Réunissant 190 peintures, dessins, lithographies, miniatures et pièces de mobilier issus des plus prestigieux musées internationaux, l’exposition de Lille propose un regard inédit et complet sur la production de Boilly. En sept sections chronologiques et thématiques retraçant l’itinéraire du peintre, l’événement rassemblera ses grands chefs d’œuvre conservés à Paris et dans la région Nord-Pas de Calais mais aussi en Angleterre, aux Etats-Unis, en Russie, en Allemagne et dans de nombreuses collections particulières.

Les accents romantiques de sa sensibilité, proche de l’esprit britannique, son regard humaniste et incisif, reflet de ses origines septentrionales et de l’esprit néoclassique de David, son intérêt technique pour la lithographie et l’optique sont les ferments du vaste monde pictural de Boilly. L’exposition évoquera naturellement la virtuosité du portraitiste, l’aspect le mieux connu de sa production, mais elle démontrera surtout l’envergure du talent d’un peintre étonnant, chroniqueur malicieux constamment attentif aux faits de son époque et à leur incidence sur ses contemporains.

Facétieux, Boilly a également aimé pratiquer l’art du trompe-l’oeil, renouvelant le genre avec un don exceptionnel. Le plaisir de la caricature n’est jamais loin; il s’adonne avec truculence à la transformation grinçante des visages et des corps, annonciatrice de Daumier et du développement moderne de la peinture au XIXe siècle.

La virtuosité de son exécution, la fantaisie, voire l’humour de son inspiration, s’expriment librement dans les scènes de la vie parisienne. Le souci d’une description minutieuse, que l’emploi de la grisaille imitée de la gravure rend illusionniste (Les Galeries du Palais-Royal, 1809, Paris, musée Carnavalet) et le conduit au trompe-l’œil (Guéridon aux pièces de monnaie, v. 1808-1814, musée de Lille), témoigne d’une familiarité profonde avec les œuvres hollandaises du XVIIe siècle (Ter Borch, Dou, Van Mieris), que les collectionneurs recherchaient, Boilly le premier. En revanche, sa facture pure et lisse pour définir formes et reliefs, l’habileté et la vie de ses mises en scène rappellent l’adhésion du peintre à l’art de David qu’il admirait (Jeune fille à la fenêtre, vers 1799, Londres, National Gallery).

Exercices proposés »
A – Recopiez le passage du texte sur l'exposition Boilly qui commence par "La virtuosité de" et se poursuit jusqu'à "Londres, National Gallery).".
B – D'après le texte sur l'exposition Boilly, en combien de sections l'exposition de Lille est-elle organisée ?
C – Poursuivez le texte sur l'exposition Boilly à partir de sa dernière phrase.

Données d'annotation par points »

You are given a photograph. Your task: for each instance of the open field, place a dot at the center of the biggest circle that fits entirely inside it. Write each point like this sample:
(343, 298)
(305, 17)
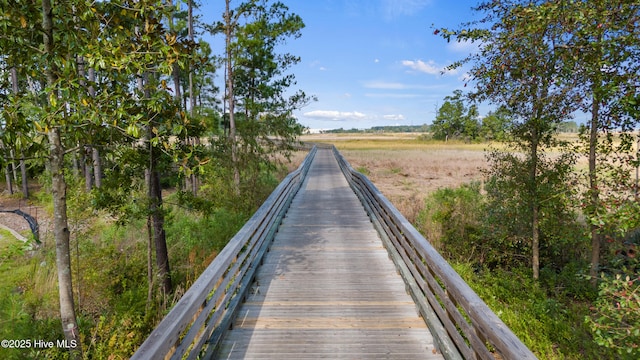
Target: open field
(406, 169)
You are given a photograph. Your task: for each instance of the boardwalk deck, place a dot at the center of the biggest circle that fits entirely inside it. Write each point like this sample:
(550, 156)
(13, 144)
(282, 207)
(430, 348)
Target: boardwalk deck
(327, 288)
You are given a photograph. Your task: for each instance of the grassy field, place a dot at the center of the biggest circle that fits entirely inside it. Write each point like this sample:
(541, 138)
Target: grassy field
(406, 168)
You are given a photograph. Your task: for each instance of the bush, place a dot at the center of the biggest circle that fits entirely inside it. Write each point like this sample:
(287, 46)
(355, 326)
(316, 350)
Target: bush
(615, 321)
(452, 221)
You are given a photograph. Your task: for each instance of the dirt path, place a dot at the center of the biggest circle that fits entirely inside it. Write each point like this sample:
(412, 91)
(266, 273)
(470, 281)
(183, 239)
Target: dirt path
(18, 223)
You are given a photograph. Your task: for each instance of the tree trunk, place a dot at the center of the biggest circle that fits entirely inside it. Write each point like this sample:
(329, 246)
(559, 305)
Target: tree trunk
(593, 188)
(61, 234)
(159, 236)
(155, 207)
(231, 99)
(23, 165)
(97, 167)
(7, 177)
(88, 169)
(58, 189)
(535, 211)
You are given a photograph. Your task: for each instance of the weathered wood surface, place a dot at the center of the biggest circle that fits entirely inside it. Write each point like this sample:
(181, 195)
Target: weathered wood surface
(327, 288)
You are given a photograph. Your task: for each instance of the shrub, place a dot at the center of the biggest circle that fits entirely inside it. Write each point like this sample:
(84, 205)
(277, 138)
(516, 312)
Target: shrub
(452, 221)
(615, 321)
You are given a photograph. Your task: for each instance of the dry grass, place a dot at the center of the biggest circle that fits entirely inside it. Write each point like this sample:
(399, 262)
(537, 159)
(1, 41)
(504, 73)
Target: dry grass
(406, 169)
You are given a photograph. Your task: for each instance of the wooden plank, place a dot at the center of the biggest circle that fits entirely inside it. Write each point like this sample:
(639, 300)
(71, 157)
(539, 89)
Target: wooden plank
(327, 288)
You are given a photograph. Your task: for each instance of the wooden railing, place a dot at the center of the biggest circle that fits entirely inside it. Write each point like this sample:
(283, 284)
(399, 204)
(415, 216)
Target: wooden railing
(195, 325)
(461, 323)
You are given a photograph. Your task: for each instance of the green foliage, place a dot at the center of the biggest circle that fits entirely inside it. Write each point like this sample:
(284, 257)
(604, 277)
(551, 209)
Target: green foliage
(452, 221)
(615, 322)
(552, 327)
(495, 126)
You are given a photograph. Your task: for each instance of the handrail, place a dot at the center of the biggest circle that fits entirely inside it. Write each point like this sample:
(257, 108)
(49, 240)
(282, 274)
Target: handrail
(473, 330)
(198, 320)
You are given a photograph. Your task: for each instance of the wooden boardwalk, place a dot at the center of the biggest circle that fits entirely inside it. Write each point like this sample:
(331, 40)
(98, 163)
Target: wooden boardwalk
(327, 288)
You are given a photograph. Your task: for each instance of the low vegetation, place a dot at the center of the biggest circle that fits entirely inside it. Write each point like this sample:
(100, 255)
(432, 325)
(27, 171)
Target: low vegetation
(562, 315)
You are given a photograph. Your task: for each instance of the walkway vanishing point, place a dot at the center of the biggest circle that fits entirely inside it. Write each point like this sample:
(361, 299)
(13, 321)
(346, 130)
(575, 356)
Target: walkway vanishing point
(335, 273)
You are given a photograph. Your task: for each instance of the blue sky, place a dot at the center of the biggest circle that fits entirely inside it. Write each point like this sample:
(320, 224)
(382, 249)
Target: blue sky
(372, 62)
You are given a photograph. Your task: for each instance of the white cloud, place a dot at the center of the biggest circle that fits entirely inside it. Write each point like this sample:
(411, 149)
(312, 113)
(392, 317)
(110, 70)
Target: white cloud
(335, 115)
(396, 117)
(429, 67)
(388, 85)
(392, 95)
(384, 85)
(395, 8)
(466, 47)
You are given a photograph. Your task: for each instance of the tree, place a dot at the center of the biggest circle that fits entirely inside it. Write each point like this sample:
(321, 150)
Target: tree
(455, 120)
(495, 125)
(259, 109)
(602, 38)
(517, 67)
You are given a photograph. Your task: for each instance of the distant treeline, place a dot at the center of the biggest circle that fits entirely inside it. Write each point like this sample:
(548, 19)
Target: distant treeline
(564, 127)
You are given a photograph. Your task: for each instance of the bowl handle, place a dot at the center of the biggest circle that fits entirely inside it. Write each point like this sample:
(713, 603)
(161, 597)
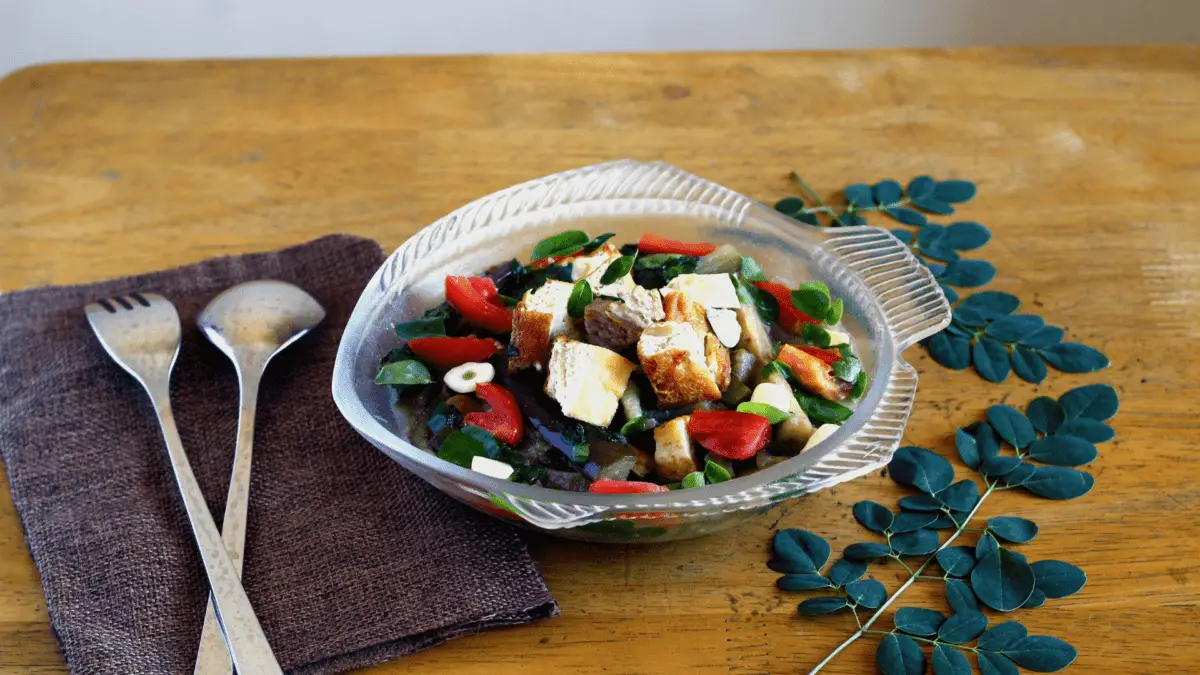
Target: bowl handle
(912, 303)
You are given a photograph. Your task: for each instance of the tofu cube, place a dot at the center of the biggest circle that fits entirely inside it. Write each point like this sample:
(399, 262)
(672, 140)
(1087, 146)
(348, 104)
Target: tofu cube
(587, 380)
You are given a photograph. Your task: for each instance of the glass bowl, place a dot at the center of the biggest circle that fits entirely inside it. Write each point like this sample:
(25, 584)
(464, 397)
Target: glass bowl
(892, 300)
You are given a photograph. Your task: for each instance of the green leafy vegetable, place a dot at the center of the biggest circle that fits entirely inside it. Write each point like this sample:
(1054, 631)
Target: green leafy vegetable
(403, 372)
(772, 413)
(562, 244)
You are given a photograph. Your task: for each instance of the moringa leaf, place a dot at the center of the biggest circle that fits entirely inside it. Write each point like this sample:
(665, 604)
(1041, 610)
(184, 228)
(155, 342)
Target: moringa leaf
(805, 549)
(963, 627)
(1041, 653)
(899, 655)
(963, 495)
(1060, 483)
(991, 663)
(1014, 530)
(873, 515)
(1014, 327)
(957, 561)
(1002, 580)
(1002, 635)
(918, 621)
(887, 192)
(985, 547)
(954, 191)
(581, 297)
(1063, 451)
(1074, 357)
(960, 597)
(1086, 429)
(990, 359)
(562, 244)
(825, 604)
(949, 351)
(1012, 425)
(921, 469)
(949, 661)
(1029, 365)
(969, 274)
(868, 592)
(967, 447)
(1057, 579)
(1045, 414)
(867, 550)
(966, 236)
(846, 571)
(918, 542)
(803, 583)
(1091, 401)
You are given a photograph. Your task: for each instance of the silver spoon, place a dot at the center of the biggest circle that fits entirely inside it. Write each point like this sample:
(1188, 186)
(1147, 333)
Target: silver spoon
(251, 323)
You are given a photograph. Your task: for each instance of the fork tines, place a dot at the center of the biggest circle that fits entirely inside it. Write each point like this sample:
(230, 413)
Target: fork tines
(125, 302)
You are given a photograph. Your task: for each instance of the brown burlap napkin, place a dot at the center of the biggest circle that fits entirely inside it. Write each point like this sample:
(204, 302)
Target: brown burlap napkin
(349, 559)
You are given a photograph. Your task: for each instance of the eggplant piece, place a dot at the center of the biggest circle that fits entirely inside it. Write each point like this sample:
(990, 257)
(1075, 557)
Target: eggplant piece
(569, 481)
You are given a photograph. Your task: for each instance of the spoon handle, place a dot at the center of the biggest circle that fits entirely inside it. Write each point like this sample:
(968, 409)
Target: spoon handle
(213, 657)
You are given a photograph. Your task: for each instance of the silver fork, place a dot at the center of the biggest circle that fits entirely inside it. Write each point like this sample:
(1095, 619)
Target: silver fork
(142, 333)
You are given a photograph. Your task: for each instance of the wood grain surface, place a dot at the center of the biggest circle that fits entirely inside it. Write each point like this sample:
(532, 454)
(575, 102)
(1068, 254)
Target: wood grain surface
(1089, 169)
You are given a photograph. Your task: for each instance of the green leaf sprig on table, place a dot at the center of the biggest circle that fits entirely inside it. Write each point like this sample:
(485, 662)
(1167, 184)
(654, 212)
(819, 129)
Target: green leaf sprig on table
(1045, 443)
(984, 332)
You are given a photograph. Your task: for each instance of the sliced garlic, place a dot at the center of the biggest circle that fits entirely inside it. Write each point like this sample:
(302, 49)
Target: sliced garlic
(491, 467)
(838, 338)
(773, 394)
(821, 434)
(465, 377)
(725, 324)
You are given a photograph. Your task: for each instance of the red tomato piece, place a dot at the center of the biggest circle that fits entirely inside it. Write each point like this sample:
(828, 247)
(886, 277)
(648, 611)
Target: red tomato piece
(730, 434)
(827, 356)
(790, 318)
(504, 419)
(479, 302)
(654, 244)
(611, 487)
(449, 352)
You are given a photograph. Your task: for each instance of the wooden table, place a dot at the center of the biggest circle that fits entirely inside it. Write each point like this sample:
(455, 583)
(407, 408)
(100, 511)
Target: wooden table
(1089, 171)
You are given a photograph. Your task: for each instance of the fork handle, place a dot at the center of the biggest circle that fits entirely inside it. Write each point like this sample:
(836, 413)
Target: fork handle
(244, 635)
(213, 657)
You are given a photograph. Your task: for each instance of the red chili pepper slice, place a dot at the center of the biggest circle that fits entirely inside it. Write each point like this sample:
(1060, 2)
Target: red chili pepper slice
(479, 302)
(504, 420)
(611, 487)
(730, 434)
(449, 352)
(790, 318)
(654, 244)
(827, 356)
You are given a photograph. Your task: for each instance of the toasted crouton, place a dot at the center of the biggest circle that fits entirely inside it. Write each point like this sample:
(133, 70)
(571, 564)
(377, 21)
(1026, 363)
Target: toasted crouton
(708, 290)
(619, 323)
(539, 317)
(586, 380)
(673, 453)
(717, 357)
(672, 356)
(814, 375)
(677, 306)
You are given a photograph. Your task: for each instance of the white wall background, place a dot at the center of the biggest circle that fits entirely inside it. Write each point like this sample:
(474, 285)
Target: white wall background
(34, 31)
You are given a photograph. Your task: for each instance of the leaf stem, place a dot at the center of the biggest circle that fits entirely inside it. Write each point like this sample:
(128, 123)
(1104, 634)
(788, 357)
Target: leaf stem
(874, 617)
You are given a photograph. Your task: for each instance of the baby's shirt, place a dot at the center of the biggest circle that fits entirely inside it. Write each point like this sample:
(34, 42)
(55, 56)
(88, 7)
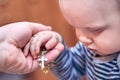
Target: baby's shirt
(77, 61)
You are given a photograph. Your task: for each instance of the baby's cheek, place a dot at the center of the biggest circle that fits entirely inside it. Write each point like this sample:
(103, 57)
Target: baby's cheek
(108, 48)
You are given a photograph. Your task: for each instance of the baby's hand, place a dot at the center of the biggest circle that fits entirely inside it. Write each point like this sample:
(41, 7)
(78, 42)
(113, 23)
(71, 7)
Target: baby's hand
(48, 39)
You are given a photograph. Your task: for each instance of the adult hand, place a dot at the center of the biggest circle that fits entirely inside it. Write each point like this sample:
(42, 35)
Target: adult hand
(13, 38)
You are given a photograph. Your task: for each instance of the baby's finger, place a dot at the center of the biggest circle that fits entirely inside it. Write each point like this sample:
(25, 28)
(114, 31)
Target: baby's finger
(26, 49)
(54, 53)
(32, 47)
(40, 41)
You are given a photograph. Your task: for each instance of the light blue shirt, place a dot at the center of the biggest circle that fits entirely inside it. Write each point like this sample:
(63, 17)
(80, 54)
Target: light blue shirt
(77, 61)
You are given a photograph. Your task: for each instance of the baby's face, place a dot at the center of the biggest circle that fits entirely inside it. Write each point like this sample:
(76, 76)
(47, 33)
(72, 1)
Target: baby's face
(97, 23)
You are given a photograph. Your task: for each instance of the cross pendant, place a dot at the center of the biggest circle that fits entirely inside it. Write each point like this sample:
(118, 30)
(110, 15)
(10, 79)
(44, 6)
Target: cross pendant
(42, 59)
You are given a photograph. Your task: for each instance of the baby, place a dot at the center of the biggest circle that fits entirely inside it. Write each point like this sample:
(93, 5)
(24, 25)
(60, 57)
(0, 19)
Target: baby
(96, 55)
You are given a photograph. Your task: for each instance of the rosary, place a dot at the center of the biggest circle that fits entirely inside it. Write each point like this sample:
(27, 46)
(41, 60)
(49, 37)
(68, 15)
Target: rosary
(42, 59)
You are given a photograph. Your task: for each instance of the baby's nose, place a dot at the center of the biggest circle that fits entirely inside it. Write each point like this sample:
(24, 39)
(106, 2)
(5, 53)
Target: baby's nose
(86, 41)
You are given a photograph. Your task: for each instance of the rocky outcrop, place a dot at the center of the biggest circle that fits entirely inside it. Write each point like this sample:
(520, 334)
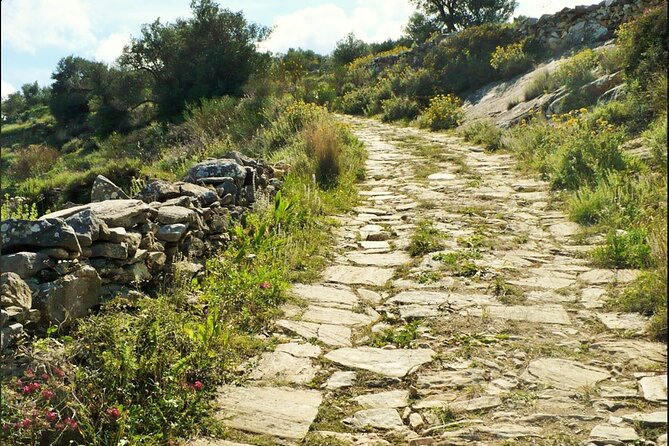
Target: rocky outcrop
(583, 25)
(57, 268)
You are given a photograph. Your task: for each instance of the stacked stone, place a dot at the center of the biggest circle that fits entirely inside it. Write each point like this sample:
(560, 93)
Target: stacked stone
(583, 25)
(57, 268)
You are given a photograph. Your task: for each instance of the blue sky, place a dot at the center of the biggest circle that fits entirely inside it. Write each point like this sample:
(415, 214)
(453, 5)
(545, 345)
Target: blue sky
(36, 34)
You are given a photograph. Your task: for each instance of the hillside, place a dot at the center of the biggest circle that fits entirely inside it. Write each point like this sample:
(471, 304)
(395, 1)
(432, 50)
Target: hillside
(448, 239)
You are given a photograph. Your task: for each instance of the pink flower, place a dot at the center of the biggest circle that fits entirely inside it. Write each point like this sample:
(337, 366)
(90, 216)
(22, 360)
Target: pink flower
(114, 412)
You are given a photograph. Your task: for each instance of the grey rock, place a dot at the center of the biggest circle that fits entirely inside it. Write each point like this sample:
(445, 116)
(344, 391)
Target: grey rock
(25, 264)
(69, 297)
(276, 411)
(104, 189)
(393, 363)
(172, 233)
(86, 225)
(14, 292)
(217, 168)
(115, 213)
(46, 232)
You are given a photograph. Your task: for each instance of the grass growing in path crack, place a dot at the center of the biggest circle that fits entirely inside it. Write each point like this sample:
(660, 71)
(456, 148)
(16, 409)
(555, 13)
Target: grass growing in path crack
(426, 239)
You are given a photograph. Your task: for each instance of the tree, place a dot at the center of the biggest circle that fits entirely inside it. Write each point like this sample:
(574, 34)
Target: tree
(209, 55)
(459, 14)
(348, 49)
(421, 27)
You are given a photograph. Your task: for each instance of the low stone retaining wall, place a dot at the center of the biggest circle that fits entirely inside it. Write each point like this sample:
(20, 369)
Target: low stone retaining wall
(55, 269)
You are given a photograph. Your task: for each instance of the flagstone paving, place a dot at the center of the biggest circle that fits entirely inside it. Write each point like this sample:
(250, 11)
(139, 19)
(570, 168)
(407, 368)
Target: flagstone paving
(390, 349)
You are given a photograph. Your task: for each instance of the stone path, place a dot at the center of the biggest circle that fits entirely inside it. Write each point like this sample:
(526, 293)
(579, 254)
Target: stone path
(394, 350)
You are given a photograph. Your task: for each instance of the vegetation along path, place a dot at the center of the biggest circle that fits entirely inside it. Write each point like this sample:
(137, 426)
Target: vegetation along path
(460, 309)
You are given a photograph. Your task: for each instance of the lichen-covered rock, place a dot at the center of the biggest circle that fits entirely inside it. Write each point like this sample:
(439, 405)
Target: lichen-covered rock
(25, 264)
(20, 235)
(217, 168)
(14, 292)
(69, 297)
(115, 213)
(86, 225)
(104, 189)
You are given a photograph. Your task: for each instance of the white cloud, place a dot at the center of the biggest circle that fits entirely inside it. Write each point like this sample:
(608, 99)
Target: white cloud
(31, 24)
(536, 8)
(6, 89)
(319, 27)
(111, 47)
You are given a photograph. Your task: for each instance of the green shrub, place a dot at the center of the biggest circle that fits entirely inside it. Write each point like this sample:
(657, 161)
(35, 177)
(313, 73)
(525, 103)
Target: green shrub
(541, 83)
(643, 46)
(444, 112)
(399, 107)
(425, 239)
(577, 71)
(628, 249)
(461, 62)
(511, 60)
(485, 133)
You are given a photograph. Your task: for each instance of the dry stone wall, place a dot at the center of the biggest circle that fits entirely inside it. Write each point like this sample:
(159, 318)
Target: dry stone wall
(55, 269)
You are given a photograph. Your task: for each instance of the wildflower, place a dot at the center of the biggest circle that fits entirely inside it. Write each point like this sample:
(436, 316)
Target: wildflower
(114, 412)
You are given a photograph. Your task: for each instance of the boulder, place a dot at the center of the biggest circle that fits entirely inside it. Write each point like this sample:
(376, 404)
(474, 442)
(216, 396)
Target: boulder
(217, 168)
(171, 233)
(86, 225)
(104, 189)
(19, 235)
(159, 190)
(115, 213)
(69, 297)
(25, 264)
(14, 292)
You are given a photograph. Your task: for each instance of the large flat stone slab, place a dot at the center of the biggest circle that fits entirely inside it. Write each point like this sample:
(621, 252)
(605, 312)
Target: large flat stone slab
(276, 411)
(543, 314)
(563, 373)
(394, 363)
(326, 296)
(289, 363)
(384, 400)
(336, 316)
(395, 258)
(356, 275)
(332, 335)
(654, 388)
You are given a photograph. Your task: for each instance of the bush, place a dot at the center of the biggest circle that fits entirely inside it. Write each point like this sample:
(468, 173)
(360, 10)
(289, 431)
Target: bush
(444, 112)
(399, 107)
(33, 161)
(643, 46)
(511, 60)
(577, 71)
(628, 249)
(485, 133)
(322, 145)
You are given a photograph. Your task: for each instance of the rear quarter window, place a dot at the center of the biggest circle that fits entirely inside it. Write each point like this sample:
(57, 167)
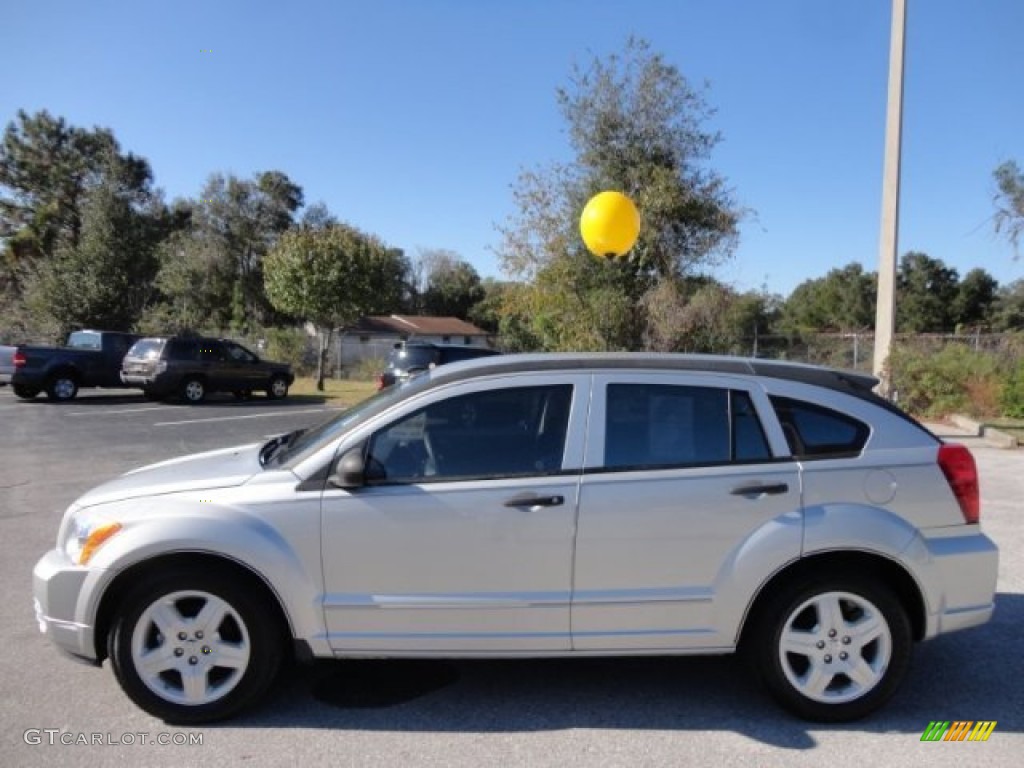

Réponses par exercice »
A –
La virtuosité de son exécution, la fantaisie, voire l’humour de son inspiration, s’expriment librement dans les scènes de la vie parisienne. Le souci d’une description minutieuse, que l’emploi de la grisaille imitée de la gravure rend illusionniste (Les Galeries du Palais-Royal, 1809, Paris, musée Carnavalet) et le conduit au trompe-l’œil (Guéridon aux pièces de monnaie, v. 1808-1814, musée de Lille), témoigne d’une familiarité profonde avec les œuvres hollandaises du XVIIe siècle (Ter Borch, Dou, Van Mieris), que les collectionneurs recherchaient, Boilly le premier. En revanche, sa facture pure et lisse pour définir formes et reliefs, l’habileté et la vie de ses mises en scène rappellent l’adhésion du peintre à l’art de David qu’il admirait (Jeune fille à la fenêtre, vers 1799, Londres, National Gallery).

B – En sept sections chronologiques et thématiques.

C –
Chronique des milieux artistiques, sa série des Ateliers – thème courant au XIXe siècle (Houdon dans son atelier, 1804, Paris, musée des Arts décoratifs) – est un exemple de la diversité de son talent de portraitiste, combinant à la fois portrait collectif, portrait individuel et étude d’expression, notamment pour son Atelier d’Isabey (1798, Louvre). Boilly aborde également un certain romantisme en brossant plusieurs portraits en pied, sur fond de paysage (Mlle Athénais, 1807, Paris, Musée du Petit Palais) dont la précision raffinée, rappelant celle de son contemporain Ingres, ne nuit pas à la poésie du sujet.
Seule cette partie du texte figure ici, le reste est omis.